## [課題]
a. コント・アルマンの文章のうち、「2004年9月、私はポマール」から「しばかり記してみたいと思う。」までの箇所を、「選果台」を「選別テーブル」に置き換えて書き直してもらえますか。
b. コント・アルマンの文章を、最後の文の後から書き継いでもらえますか。

══ 引用文 ══

コント・アルマン
Domaine : Domaine du Comte ARMAND
ドメーヌ : ドメーヌ・デュ・コント・アルマン
本拠地 : ポマール村
看板ワイン : ポマール1級クロ・デ・ゼプノーなど
特徴 : 天才バンジャマン・ルルーのフロンティア精神
思い入れ : 2004年に収穫のお手伝いをしてきました
バンジャマン・ルルー氏
はじめに

 2004年9月、私はポマールを代表する一級畑クロ・デ・ゼプノーの収穫に参加した。ピノ・ノワールにとって試練のビンテージとなった2004年の葡萄をこの手で収穫し、選果台で腐敗果を取り除く作業を、現場で体感したあの日から、もう4年の歳月が流れているのかと思うと、感慨もひとしおで、以来、現場責任者のバンジャマン・ルルー氏とは、懇意にさせていただいている。今回は、いろいろな縁が重なって、2006年ビンテージの試飲を樽からする機会に恵まれ、関係各位に大感謝とともに、少しばかり記してみたいと思う。


ドメーヌ紹介

 当主のバンジャマン・ルルーは1999年、当時のドメーヌの責任者だったパスカル・マルシャンの後継者指名を受け、若干24歳の若さにして、コート・ド・ボーヌ屈指の名門ワイナリーの現場責任者(régisseur du domaine)に就任した。この若き天才醸造家が、代々受け継がれてきたポマールの伝統と名声を引き受け、その一方で、彼はフロンティア精神にも長け、さまざまな試みを畑と蔵で実践している。バンジャマン・ルルーは、今日のブルゴーニュを語る上で、欠くことのできない人物として、ブルゴーニュ魂は、永遠に注目し続けている。ところで、ドメーヌ・デュ・コント・アルマンでは、看板畑クロ・デ・ゼプノー(面積は、2区画からなり、5.23ha = レ・グラン・ゼプノー側に0.61ha + レ・プティ・ゼプノー側に4.62haで、200年来モノポールを維持している)をメインに、ヴォルネイ1級フルミエやオーセイ・デュレスなども醸造している。訪問した日は、クロ・デ・ゼプノー以外の2006年ビンテージのワインの瓶詰めを翌週に控えたタイミングで、おりしも瓶詰め前の最後のテイスティングとなった。(クロ・デ・ゼプノーは、もう数ヶ月樽熟成される)

═══
══ 記録データ ══

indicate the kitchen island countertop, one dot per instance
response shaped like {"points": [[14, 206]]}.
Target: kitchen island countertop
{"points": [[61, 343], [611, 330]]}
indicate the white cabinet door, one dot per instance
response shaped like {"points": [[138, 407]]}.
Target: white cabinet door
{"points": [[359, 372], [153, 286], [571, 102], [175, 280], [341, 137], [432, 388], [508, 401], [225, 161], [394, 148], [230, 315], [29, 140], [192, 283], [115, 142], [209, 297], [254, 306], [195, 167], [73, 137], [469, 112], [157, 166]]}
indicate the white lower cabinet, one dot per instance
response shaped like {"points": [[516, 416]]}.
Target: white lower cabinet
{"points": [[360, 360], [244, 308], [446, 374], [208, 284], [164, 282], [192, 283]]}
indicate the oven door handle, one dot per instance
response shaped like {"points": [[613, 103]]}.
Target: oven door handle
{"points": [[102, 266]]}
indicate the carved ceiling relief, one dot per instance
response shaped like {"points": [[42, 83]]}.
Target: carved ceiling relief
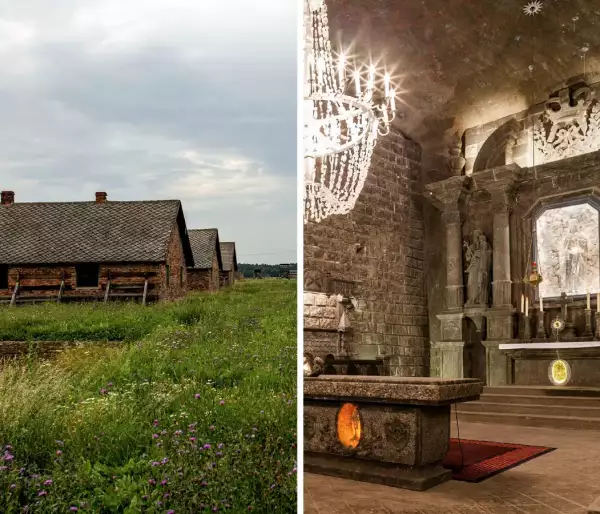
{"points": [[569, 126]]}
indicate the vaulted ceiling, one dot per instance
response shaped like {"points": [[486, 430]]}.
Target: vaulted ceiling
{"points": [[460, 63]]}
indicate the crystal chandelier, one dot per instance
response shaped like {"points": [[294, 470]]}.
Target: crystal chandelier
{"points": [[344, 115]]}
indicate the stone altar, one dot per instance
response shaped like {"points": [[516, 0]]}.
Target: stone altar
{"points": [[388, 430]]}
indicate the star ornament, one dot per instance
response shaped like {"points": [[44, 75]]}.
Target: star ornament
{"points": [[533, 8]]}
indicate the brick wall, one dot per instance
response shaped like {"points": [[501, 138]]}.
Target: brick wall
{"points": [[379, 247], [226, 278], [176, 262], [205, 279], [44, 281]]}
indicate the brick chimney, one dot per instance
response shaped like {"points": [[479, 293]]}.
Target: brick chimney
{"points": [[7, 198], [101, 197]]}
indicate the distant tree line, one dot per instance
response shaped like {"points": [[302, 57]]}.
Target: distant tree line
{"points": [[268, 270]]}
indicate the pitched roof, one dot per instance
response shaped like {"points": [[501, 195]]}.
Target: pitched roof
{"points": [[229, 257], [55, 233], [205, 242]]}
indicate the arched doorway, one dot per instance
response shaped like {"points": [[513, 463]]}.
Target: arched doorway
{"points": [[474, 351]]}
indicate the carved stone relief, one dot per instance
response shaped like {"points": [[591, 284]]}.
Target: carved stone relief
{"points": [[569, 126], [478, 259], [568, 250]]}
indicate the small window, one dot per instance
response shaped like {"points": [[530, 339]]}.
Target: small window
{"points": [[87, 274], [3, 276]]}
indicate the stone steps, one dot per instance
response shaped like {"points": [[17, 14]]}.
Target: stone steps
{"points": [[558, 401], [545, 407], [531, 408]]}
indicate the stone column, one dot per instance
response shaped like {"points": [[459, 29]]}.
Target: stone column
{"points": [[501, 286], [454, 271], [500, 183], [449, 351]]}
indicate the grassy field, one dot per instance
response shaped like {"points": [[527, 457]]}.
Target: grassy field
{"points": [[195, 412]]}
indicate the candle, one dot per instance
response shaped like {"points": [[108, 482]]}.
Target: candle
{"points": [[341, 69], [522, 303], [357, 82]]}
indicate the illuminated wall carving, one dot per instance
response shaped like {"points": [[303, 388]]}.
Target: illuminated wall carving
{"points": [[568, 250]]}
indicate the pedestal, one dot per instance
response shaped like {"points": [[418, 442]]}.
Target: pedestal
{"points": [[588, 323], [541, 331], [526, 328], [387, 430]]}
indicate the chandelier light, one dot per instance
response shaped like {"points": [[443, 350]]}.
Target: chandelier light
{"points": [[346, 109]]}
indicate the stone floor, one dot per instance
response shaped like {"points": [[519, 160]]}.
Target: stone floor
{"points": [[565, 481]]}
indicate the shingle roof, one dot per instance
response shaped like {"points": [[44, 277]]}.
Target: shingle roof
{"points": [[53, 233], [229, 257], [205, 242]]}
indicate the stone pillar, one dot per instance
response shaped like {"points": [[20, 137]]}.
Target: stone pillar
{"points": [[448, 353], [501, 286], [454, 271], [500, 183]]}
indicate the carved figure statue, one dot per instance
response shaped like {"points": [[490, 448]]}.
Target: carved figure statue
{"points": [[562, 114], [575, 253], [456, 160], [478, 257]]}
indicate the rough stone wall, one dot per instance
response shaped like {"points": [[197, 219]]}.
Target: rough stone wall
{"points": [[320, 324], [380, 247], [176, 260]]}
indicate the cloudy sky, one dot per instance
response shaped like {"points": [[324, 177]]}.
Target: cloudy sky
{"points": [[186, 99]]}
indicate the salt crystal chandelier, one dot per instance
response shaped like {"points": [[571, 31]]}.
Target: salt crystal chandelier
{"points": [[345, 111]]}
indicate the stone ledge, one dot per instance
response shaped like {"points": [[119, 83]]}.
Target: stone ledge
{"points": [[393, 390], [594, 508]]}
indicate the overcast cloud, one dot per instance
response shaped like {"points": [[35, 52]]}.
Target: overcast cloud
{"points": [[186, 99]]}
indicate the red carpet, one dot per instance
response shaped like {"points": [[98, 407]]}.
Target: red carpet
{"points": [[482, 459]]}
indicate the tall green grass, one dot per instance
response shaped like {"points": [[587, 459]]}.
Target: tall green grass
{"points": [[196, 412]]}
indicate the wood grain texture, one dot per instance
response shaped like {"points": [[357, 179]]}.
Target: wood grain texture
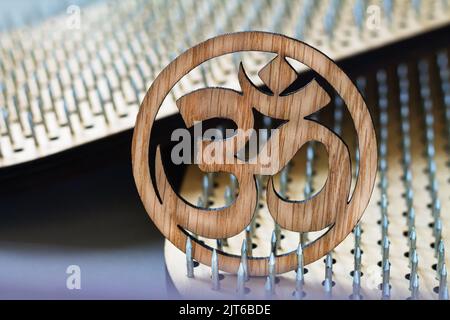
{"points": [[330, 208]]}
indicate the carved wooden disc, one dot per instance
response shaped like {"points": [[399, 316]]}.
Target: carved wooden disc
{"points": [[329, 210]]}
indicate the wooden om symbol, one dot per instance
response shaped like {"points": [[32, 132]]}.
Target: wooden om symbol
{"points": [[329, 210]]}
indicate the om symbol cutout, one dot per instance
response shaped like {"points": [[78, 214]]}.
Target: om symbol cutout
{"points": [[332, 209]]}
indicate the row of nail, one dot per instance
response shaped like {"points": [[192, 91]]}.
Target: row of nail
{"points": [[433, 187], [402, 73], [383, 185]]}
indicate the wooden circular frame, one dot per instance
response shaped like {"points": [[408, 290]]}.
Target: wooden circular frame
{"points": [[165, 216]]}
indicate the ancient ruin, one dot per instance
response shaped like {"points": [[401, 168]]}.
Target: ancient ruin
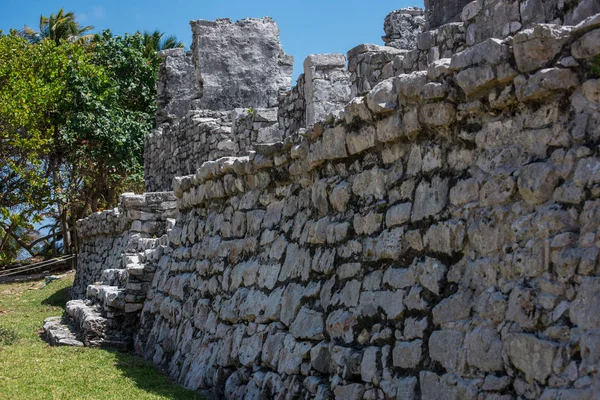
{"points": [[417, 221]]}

═══

## [記述回答]
a.
2004年9月、私はポマールを代表する一級畑クロ・デ・ゼプノーの収穫に参加した。ピノ・ノワールにとって試練のビンテージとなった2004年の葡萄をこの手で収穫し、選別テーブルで腐敗果を取り除く作業を、現場で体感したあの日から、もう4年の歳月が流れているのかと思うと、感慨もひとしおで、以来、現場責任者のバンジャマン・ルルー氏とは、懇意にさせていただいている。今回は、いろいろな縁が重なって、2006年ビンテージの試飲を樽からする機会に恵まれ、関係各位に大感謝とともに、少しばかり記してみたいと思う。

b.
バンジャマン・ルルーの挑戦

 若きバンジャマン・ルルー(Benjamin Leroux = 英語表記ならベンジャミンかな)の挑戦を箇条書きにして列挙してみると、こんな感じになる。フロンティア精神炸裂で、大変興味深い事項が並んでいく。

 1. ビオディナミ農法の全面展開
 2. たったひとつのポマール1級クロ・デ・ゼプノー
 3. 株仕立てによるピノ・ノワールの栽培 (ヴォルネイ村名畑にて)
 4. 500リットル樽での樽熟成 (一部ワインについて)
 5. スクリューキャップの導入
 6. ネゴシアン事業の展開 ボーヌに新カーブ

 これ以外にもあると思われるが、まあそれはそれとして、一つずつページを捲ってみよう。


 1. ビオディナミ農法の全面展開

 クロ・デ・ゼプノーの畑は、細分化されたブルゴーニュの中では異質な存在とも言え、四方を石垣(クロ)で囲まれ、それゆえに他の畑の影響を受けにくく、かつ5ha以上の面積を持つために、大胆な葡萄栽培が可能であるという。バンジャマンは、ポマールを代表するこの畑で、就任した1999年からビオディナミ農法を実践し、大地のエネルギーをワインに昇華させることに成功している。畑自身は、1992年から有機農法を採用し、バンジャマン自身も14歳の頃からこの畑になじんでいたというから、満を持してのビオディナミ導入だったのであろう。

 ところで、ブルゴーニュにおいて、ビオディナミを展開するうえでの最大のネックは、細分化の果てに待っていた所有する区画の狭さにある。所有する畑が小さく、そこで有機農法を実践しても、運悪く隣の区画が化学薬品を使用していると、その影響を受け、ビオディナミや有機農法の効果に疑問符も点灯するという。しかし、クロ・デ・ゼプノーは高い石垣に囲まれ、外的要素を容易に遮断することができ、また5ha余りという、この地においては広大とも呼べる面積を一手に引き受けることができるため、新しい(または古い)農法を実践するには、最適の場所であるという。かなり緩やかな斜面には、ヴォルネイとポマールの谷間から、葡萄を湿気から守る、風も吹きやすく、粘土質の土壌から長熟タイプのポマールが醸されることになる。

 バンジャマンは、ビオディナミ農法を実践するには最適の地クロ・デ・ゼプノーで、自身のフィロソフィーとワイン愛を日々投入し続けている。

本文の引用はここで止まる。